* [WHAT YOU HAVE TO DO]
Begin at the line that contains "Locate the blue backpack" and stop after the last line of the data. Write out every line in that span again, offsetting each coordinate in the answers by -32.

================================

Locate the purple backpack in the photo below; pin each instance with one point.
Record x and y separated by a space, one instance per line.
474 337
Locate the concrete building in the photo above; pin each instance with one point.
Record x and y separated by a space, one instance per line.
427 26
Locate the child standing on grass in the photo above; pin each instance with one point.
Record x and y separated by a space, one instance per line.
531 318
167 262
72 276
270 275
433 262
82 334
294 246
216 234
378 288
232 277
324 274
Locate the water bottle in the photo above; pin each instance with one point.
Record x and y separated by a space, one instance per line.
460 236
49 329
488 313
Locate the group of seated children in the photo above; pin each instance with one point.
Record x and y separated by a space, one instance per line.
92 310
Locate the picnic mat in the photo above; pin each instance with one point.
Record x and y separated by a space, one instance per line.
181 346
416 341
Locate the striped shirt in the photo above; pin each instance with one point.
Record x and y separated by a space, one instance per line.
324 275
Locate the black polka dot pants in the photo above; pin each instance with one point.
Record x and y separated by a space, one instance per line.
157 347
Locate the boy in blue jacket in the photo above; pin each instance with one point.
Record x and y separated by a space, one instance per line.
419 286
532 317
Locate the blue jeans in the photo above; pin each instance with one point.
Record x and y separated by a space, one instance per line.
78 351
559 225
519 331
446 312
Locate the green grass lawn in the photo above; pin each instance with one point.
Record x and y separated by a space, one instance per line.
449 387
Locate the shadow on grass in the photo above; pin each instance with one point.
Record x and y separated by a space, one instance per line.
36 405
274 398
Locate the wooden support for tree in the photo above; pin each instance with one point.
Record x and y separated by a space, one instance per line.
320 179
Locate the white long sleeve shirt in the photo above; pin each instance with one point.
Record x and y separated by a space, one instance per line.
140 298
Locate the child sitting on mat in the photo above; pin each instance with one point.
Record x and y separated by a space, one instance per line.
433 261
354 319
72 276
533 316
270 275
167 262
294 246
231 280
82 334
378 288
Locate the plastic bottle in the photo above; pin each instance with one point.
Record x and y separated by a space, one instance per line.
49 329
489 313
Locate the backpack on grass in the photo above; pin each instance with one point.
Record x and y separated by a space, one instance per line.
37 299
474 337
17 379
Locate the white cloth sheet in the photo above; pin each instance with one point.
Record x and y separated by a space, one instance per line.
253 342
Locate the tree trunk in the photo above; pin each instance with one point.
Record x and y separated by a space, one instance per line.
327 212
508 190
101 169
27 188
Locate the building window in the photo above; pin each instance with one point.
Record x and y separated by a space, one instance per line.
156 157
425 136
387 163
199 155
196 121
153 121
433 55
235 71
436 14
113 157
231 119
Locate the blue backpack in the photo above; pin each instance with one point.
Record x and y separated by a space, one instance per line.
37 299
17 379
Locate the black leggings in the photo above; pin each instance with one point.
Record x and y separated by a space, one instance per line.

================================

* [CORRECT OUTPUT]
Locate the blue backpack in the photo above; pin each instance with one point.
Record x and y separated by a space, one instance per line.
5 267
-15 347
Locate the black leggings in the photo above; pin each instance with one point.
Record x and y separated by a space, one instance per line.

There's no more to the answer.